— TEXT TO READ —
[Begin]
With that, I would now like to turn the call over to Philip Beck, our CEO. Philip?

Philip D. Beck

Thank you, Bob. Good evening, and welcome to our first earnings call, following our NASDAQ admission in December. For those of you that are not familiar with our history, Planet Payment has been listed on the London Stock Exchange A market since 2006. For clarity, our stock which trades on the London Market, under the ticker symbol PPT is exactly the same stock that trades on NASDAQ under our PLPM ticker symbol. Basically, the only difference is that our stock trades in Pounds in the London market, and in dollars on the US market, and investors can choose to trade on whichever market suits them best.

2012 was a significant year for Planet Payment. We implemented 11 customers in nine countries. At the same time, we have been laying the foundation for new customers in new markets, like Brazil, Mexico and Indonesia. In 2012, we continue to enhance our processing platform organically, by adding support for additional card types in market segments, and by acquiring branded payment solutions, which is enabling technology that will allow us to offer value added services on a merchant point-of-sale.

We ended the year by listing on NASDAQ under our existing US ticker PLPM, and we believe that the listing represents an incremental step in the development and progress of the company.

But we are happy with the progress we have made to date. Our 2012 results are reflectors of our investment in opening new markets, winning new customers, acquiring and developing our commercial services platform, as well as the costs involved in becoming in US reporting company. Our results also reflect in part, the challenging economic climate, particularly in the markets in which we do business. Today, we do business in 20 countries, including China, Macau, Hong Kong and Taiwan; Malaysia, India, Singapore, Philippines, Myanmar, the UAE, United States, Canada and Mexico.

Since this is our first call, I am going to spend a few extra minutes highlighting what we do as opposed to how we do it. So for those of you who are new to Planet, our company provides the technology, that enables the interaction between acquiring banks, merchants and consumers around the world. Our technology platform helps solve many of the challenges facing today's electronics payments industry.

Specifically, we help merchants, whether hotelier, retailer, restaurateur or e-commerce merchant sell more goods and services. We help banks in their sales organizations, sign and retain more merchants, by providing new and innovative products, and help them expand into new markets.

We help consumers, by providing choice and clarity at the point-of-sale and improve the shopping experience, in both physical and e-commerce worlds. More recently, we are working with the payment networks to help expand acceptance.
[End]
— WORK INSTRUCTIONS —
1. Check each statement against the transcript and answer yes or no, quoting the words that decide it.
(a) The company has been listed on the London Stock Exchange since 2006.
(b) In 2012 the company implemented 11 customers in 20 countries.
(c) The stock traded in London is a different stock from the one traded on NASDAQ.
2. Transcribe word for word the part of the transcript that opens with the words containing "Specifically, we help" and closes with "into new markets.".

— Point annotations for photos —
[Begin]
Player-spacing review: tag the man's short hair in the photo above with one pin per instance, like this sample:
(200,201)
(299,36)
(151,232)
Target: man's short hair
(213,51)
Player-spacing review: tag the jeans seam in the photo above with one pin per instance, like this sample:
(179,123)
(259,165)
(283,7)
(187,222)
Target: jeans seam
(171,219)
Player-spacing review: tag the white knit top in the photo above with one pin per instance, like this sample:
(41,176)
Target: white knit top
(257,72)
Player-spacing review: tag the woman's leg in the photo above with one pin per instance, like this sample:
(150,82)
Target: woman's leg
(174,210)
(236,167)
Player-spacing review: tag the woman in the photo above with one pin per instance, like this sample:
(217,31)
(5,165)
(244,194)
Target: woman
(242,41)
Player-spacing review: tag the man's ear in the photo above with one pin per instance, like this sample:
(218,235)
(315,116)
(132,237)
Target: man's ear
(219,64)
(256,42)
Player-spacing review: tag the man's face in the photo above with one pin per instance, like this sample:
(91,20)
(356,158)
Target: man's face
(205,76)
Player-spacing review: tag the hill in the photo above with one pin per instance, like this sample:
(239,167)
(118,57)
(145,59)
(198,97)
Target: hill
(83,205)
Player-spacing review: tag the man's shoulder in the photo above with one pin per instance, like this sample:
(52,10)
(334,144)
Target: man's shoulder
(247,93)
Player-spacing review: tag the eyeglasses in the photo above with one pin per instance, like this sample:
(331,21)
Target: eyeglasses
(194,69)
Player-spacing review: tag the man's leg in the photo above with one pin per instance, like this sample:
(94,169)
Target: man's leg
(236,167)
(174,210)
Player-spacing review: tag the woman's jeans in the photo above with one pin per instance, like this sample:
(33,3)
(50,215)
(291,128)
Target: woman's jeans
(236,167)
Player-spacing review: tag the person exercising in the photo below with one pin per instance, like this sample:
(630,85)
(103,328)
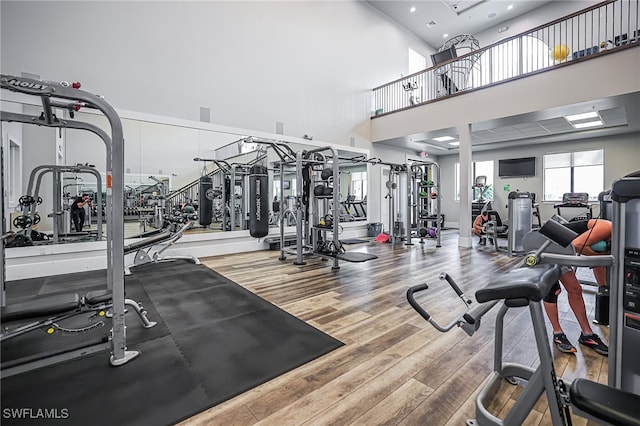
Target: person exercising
(478,226)
(77,211)
(594,239)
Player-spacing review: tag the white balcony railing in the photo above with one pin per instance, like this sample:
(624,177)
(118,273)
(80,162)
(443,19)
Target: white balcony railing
(592,32)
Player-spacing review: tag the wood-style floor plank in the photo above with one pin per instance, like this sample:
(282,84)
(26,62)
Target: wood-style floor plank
(395,368)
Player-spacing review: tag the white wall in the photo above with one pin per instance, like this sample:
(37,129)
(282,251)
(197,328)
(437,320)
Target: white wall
(310,65)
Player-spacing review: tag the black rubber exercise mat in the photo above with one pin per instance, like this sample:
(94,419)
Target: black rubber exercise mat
(214,340)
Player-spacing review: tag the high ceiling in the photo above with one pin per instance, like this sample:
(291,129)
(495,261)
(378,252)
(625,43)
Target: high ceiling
(432,19)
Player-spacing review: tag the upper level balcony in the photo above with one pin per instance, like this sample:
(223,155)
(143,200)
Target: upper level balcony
(469,84)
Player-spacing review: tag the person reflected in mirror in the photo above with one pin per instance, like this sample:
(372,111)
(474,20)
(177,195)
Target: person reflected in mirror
(77,211)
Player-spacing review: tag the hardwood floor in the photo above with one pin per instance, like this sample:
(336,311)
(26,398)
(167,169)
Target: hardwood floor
(395,368)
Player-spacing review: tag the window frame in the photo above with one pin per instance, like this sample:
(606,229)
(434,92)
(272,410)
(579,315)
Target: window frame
(593,196)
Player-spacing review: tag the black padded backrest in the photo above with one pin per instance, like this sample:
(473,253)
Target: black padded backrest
(612,405)
(558,233)
(495,216)
(523,283)
(147,242)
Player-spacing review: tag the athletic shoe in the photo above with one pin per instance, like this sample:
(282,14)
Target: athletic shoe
(594,342)
(563,344)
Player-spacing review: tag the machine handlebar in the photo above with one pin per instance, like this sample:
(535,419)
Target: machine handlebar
(469,321)
(415,305)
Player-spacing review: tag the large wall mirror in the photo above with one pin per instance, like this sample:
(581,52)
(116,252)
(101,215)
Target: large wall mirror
(161,175)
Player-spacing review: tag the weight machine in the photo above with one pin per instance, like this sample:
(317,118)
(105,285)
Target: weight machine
(68,96)
(60,214)
(424,201)
(526,287)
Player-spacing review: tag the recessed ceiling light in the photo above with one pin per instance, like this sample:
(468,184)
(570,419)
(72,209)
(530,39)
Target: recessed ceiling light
(587,124)
(583,116)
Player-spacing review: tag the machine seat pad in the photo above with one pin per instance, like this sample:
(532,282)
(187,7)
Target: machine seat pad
(147,242)
(41,306)
(612,405)
(98,296)
(522,283)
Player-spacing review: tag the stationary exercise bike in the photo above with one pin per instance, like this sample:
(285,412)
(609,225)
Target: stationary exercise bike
(528,286)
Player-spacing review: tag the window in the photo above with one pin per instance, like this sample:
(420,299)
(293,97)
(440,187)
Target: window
(480,168)
(359,185)
(581,171)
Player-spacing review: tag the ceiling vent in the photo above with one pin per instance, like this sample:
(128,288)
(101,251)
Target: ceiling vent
(460,6)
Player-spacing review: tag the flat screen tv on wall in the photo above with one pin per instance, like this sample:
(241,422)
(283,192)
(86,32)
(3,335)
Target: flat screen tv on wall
(517,167)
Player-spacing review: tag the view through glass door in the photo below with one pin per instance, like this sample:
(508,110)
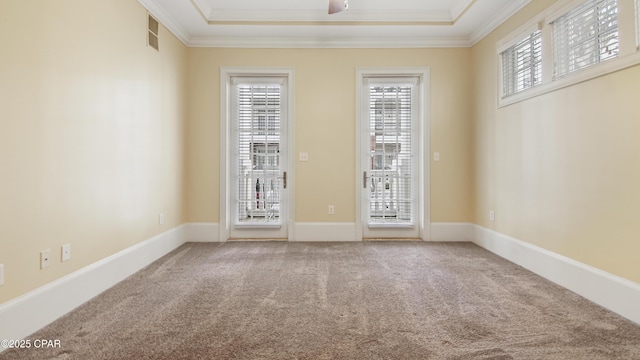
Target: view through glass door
(259,158)
(390,158)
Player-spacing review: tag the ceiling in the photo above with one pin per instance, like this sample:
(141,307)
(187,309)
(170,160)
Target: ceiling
(306,24)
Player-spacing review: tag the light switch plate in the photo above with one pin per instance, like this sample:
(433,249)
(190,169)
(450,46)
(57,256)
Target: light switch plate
(66,252)
(45,258)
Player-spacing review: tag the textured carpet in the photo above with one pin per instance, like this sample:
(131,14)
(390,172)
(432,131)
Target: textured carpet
(381,300)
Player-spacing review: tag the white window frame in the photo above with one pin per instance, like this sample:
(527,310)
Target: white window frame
(423,211)
(512,71)
(226,75)
(629,33)
(564,63)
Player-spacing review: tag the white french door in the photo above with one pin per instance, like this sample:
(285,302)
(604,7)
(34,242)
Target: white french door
(259,157)
(391,196)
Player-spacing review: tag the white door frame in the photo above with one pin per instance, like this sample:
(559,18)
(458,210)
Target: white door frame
(226,73)
(423,211)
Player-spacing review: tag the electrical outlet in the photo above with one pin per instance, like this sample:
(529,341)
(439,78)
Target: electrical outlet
(66,252)
(45,258)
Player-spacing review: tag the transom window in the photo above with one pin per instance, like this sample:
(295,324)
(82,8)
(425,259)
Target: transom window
(522,64)
(586,36)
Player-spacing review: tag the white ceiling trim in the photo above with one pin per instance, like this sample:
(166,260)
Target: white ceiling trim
(220,15)
(310,43)
(167,21)
(459,8)
(242,42)
(497,20)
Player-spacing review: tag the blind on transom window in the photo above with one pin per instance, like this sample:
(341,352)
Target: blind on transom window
(522,64)
(586,36)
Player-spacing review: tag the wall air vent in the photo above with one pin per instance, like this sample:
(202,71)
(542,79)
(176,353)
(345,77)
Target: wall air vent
(153,33)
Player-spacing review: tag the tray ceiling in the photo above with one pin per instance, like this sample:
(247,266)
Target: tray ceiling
(305,23)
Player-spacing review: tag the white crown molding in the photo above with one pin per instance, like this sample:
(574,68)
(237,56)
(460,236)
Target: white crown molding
(166,20)
(400,16)
(316,43)
(498,19)
(459,8)
(390,43)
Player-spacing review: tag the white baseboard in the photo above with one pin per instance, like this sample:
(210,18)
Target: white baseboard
(324,232)
(202,232)
(35,309)
(609,291)
(447,232)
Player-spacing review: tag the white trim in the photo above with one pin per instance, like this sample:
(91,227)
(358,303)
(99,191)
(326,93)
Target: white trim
(451,232)
(329,43)
(201,232)
(226,73)
(607,290)
(325,232)
(166,20)
(497,20)
(35,309)
(627,57)
(592,72)
(424,110)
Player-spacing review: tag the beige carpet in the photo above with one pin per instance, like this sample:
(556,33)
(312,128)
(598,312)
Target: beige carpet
(379,300)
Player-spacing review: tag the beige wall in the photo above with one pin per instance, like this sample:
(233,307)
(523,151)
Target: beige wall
(562,170)
(91,134)
(325,127)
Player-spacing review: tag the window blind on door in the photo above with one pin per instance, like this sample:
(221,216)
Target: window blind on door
(586,36)
(258,144)
(391,112)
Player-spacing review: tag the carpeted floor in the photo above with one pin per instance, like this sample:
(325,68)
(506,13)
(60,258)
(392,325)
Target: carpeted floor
(379,300)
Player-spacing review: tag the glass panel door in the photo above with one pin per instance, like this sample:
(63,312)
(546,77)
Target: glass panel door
(390,158)
(259,158)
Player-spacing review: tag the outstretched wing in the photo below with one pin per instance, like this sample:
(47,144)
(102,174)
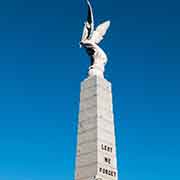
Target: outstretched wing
(100,32)
(89,24)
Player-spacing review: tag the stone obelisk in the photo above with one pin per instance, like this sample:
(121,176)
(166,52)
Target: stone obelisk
(96,146)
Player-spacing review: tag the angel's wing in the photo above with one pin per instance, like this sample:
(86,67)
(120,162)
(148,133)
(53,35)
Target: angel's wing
(100,32)
(89,24)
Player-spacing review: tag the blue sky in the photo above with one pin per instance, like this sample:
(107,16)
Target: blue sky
(41,67)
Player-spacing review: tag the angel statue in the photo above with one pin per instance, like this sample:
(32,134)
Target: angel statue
(90,40)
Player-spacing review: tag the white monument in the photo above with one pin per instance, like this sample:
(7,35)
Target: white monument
(96,146)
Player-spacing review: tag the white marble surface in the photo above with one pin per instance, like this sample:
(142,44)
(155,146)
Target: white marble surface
(96,129)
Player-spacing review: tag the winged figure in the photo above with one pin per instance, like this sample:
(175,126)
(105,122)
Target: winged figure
(90,40)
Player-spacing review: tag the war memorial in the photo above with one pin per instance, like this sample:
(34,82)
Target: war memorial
(96,145)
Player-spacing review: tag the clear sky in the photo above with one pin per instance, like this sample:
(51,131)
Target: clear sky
(41,67)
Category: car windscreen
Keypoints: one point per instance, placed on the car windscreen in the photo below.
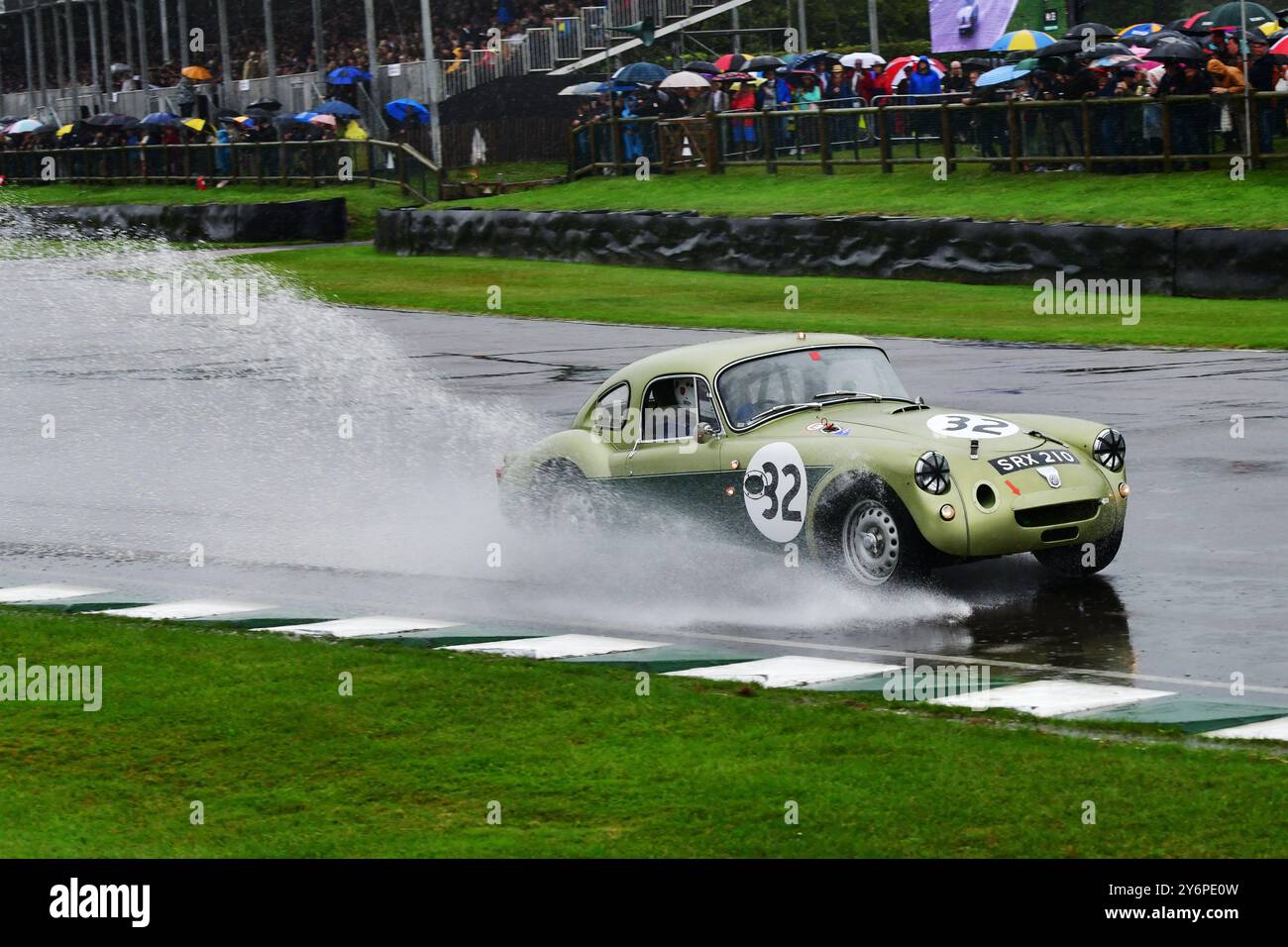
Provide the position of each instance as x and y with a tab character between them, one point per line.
747	389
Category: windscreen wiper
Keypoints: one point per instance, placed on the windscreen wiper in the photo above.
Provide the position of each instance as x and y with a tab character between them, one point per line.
776	408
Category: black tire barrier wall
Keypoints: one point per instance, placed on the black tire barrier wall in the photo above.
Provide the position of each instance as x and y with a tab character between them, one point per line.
1207	262
224	223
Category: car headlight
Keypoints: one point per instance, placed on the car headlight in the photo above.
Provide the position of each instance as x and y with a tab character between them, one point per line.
1111	450
931	474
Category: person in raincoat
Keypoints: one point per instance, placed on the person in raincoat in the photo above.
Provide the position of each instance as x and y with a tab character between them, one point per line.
1228	81
223	153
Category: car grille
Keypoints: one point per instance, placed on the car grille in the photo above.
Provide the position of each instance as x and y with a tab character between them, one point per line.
1057	513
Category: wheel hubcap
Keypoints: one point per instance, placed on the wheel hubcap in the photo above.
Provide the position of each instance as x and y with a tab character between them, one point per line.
871	543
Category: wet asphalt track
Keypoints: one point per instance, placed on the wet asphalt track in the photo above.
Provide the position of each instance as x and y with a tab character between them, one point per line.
1197	591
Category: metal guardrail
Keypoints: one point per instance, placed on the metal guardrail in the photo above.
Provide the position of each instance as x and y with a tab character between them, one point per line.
1133	132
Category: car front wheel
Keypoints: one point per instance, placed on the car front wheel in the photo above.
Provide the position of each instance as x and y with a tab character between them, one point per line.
879	544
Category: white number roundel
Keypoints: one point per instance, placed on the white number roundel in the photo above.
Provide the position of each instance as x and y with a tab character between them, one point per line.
774	491
975	427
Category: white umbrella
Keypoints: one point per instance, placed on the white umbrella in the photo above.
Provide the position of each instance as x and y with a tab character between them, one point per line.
862	60
686	80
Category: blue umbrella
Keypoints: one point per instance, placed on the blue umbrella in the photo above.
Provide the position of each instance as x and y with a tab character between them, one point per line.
340	110
348	75
1003	73
640	73
407	110
159	119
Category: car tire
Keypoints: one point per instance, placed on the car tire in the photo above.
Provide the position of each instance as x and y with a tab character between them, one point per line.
1068	561
868	539
561	496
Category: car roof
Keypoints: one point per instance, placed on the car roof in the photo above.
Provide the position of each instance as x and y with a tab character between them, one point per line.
708	357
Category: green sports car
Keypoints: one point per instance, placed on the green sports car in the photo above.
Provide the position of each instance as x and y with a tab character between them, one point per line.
811	440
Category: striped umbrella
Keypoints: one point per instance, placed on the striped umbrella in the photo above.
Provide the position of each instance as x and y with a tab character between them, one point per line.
1140	30
1020	39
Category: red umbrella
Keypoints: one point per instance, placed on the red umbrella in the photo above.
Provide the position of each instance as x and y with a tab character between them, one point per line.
894	69
730	62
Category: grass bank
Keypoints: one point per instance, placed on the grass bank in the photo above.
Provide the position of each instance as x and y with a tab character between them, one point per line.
253	725
1190	198
721	300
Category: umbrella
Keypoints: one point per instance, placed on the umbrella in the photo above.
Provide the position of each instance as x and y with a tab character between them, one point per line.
1020	39
1104	50
348	75
584	89
1099	30
811	60
640	73
1108	62
1233	14
112	120
894	69
732	60
1063	48
686	80
1001	75
407	110
1140	30
861	60
1154	39
342	110
1177	50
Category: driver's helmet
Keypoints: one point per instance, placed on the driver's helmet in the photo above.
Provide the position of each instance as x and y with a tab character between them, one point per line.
686	395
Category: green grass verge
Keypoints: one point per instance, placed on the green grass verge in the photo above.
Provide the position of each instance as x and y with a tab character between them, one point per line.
719	300
253	725
1190	198
361	201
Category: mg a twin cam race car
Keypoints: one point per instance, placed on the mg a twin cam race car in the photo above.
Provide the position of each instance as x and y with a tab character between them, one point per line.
812	440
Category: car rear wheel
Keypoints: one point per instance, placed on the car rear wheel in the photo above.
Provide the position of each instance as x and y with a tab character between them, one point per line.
561	496
1080	561
876	543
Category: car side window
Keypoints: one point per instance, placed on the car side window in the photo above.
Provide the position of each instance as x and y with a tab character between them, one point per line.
610	410
675	405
[End]
— ANSWERS BELOW —
1.
(a) Yes: "Planet Payment has been listed on the London Stock Exchange A market since 2006."
(b) No: "We implemented 11 customers in nine countries."
(c) No: "our stock which trades on the London Market, under the ticker symbol PPT is exactly the same stock that trades on NASDAQ under our PLPM ticker symbol."

2.
Specifically, we help merchants, whether hotelier, retailer, restaurateur or e-commerce merchant sell more goods and services. We help banks in their sales organizations, sign and retain more merchants, by providing new and innovative products, and help them expand into new markets.